### Текст
------------------------------

Юрий Бродский: «Соловки есть точка самоидентификации России»

Юрий Бродский: «Соловки есть точка самоидентификации России»

Книга фотографа и историка Юрия Бродского «Соловки. Лабиринт преображений» (М.: «Новая газета», 2022) –  это не только продолжение и развитие прежних работ автора («Соловки. Двадцать лет Особого Назначения», 2002 и последующие книги). Это фундаментальное исследование, реквием и молитва одновременно. Хронологический отчет и напряженное размышление о далеком прошлом, которое пронизывает настоящее, об основных векторах развития и «болевых точках» российской жизни, сосредоточенных на небольшом участке суши архипелага в Белом море. Юрий Бродский посвятил Соловкам без малого 50 лет.

Для как минимум двух поколений писателей, исследователей, просто заинтересованных современников он давно стал «гением места», о котором рассказывают легенды. Главный консультант многих фильмов, начиная с хрестоматийного «Власть Соловецкая», автор первой в СССР экспозиции о ГУЛАГе (в музее Соловков) «Железной рукой с загоним человечество к счастью!». Знают его и в Европе — первая книга о СЛОНе издана в Италии раньше, чем в России, выставки фотографий прошли в Милане, Римини, Варшаве, Дрездене… Их главной темой были узники СЛОНа, его повседневность и страшная правда. Но новая книга — совершенно особая. Академик Лидия Неведомкая очень точно охарактеризовала ее смысл: «Главная отличительная черта этой книги – редкий и поэтому особенно ценный синтез трех способов постижения мира: научный, художественный и религиозный. Фактография выверена с научной точностью, строй речи и визуальное оформление соответствуют, а отношение автора к Соловкам демонстрирует его искреннюю веру в морально-нравственные нормы людей и в беспредельную мудрость Творца».

  

— Что для вас Соловки?

— Название малюсенького архипелага в Белом море занимает на страницах русской истории место несоизмеримо большее, чем площадь островов на карте страны.

------------------------------

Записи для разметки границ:
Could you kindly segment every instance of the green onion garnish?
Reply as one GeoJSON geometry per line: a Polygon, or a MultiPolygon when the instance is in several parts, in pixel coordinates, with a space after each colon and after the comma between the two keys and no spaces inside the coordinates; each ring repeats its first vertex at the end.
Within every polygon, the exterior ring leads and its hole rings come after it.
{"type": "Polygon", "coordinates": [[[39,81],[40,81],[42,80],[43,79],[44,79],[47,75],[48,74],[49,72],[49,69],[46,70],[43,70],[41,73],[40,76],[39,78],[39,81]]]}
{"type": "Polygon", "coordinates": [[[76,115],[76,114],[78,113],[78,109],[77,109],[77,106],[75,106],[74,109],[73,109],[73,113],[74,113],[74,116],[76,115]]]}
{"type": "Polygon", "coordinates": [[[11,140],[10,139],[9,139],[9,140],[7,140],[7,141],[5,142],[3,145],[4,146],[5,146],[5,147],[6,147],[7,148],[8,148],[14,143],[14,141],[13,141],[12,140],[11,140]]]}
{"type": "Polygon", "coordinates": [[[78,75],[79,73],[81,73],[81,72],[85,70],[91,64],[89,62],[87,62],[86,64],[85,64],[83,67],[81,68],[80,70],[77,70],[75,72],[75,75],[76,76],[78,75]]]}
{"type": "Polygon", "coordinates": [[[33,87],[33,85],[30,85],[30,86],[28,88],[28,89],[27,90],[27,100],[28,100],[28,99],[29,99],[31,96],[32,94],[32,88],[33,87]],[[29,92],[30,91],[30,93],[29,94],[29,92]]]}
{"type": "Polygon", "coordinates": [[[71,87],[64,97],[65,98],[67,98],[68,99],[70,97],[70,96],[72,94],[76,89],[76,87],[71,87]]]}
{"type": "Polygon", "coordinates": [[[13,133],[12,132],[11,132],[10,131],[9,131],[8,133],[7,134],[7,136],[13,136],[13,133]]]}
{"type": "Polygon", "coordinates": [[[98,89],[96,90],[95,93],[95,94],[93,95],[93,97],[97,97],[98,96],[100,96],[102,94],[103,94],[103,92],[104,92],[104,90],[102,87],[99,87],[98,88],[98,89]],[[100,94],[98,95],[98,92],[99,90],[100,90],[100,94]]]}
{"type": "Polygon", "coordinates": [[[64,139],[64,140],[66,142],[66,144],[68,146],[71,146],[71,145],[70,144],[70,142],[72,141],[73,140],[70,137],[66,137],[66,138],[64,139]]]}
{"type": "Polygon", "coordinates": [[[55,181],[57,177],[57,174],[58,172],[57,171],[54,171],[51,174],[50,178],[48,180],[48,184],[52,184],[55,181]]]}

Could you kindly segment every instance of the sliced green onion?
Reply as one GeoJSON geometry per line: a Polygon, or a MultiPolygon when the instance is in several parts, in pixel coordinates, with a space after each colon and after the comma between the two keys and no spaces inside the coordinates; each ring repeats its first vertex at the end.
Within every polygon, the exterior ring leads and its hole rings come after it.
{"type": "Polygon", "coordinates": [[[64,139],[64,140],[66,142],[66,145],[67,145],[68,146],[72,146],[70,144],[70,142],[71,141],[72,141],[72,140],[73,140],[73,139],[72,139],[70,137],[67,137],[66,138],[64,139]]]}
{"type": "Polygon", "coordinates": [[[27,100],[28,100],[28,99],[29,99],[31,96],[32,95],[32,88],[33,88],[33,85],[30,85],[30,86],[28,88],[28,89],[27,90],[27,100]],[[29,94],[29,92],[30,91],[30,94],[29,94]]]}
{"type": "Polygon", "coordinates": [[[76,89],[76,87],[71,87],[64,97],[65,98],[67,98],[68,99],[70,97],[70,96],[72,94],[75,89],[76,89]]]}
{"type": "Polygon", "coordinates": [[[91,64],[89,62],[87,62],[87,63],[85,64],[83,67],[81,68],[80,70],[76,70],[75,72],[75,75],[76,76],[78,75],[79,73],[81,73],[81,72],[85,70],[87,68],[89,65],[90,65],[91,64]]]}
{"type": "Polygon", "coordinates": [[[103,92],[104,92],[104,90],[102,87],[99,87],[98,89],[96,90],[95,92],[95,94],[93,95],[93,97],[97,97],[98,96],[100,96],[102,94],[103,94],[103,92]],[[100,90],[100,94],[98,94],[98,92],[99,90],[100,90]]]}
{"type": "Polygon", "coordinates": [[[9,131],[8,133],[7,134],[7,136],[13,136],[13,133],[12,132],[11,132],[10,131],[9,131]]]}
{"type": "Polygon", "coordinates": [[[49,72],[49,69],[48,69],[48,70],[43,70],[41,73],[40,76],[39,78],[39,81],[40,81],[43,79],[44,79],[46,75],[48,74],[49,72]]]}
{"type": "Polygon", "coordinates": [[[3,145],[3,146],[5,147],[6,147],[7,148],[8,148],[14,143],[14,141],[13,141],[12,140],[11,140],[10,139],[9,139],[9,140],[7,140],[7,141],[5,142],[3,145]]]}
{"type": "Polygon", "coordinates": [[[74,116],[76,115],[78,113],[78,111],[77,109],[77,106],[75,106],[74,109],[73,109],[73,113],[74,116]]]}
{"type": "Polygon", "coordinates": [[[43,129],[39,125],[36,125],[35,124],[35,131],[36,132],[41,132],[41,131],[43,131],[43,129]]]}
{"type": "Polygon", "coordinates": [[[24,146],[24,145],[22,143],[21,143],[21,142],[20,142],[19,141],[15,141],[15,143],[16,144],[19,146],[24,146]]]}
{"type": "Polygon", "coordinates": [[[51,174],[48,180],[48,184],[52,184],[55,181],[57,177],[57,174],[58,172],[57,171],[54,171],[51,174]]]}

------------------------------

### Задания
a) Перечислите все способы постижения мира, синтез которых, по словам Лидии Неведомской, отличает новую книгу в тексте о Юрии Бродском.
b) Выпишите из текста о Юрии Бродском всё, начиная со слов «Книга фотографа и» и вниз до слов «малого 50 лет.» включительно.
Эти записи получены из другого источника.

### Ответы по заданиям
a) Научный, художественный, религиозный.

b)
Книга фотографа и историка Юрия Бродского «Соловки. Лабиринт преображений» (М.: «Новая газета», 2022) –  это не только продолжение и развитие прежних работ автора («Соловки. Двадцать лет Особого Назначения», 2002 и последующие книги). Это фундаментальное исследование, реквием и молитва одновременно. Хронологический отчет и напряженное размышление о далеком прошлом, которое пронизывает настоящее, об основных векторах развития и «болевых точках» российской жизни, сосредоточенных на небольшом участке суши архипелага в Белом море. Юрий Бродский посвятил Соловкам без малого 50 лет.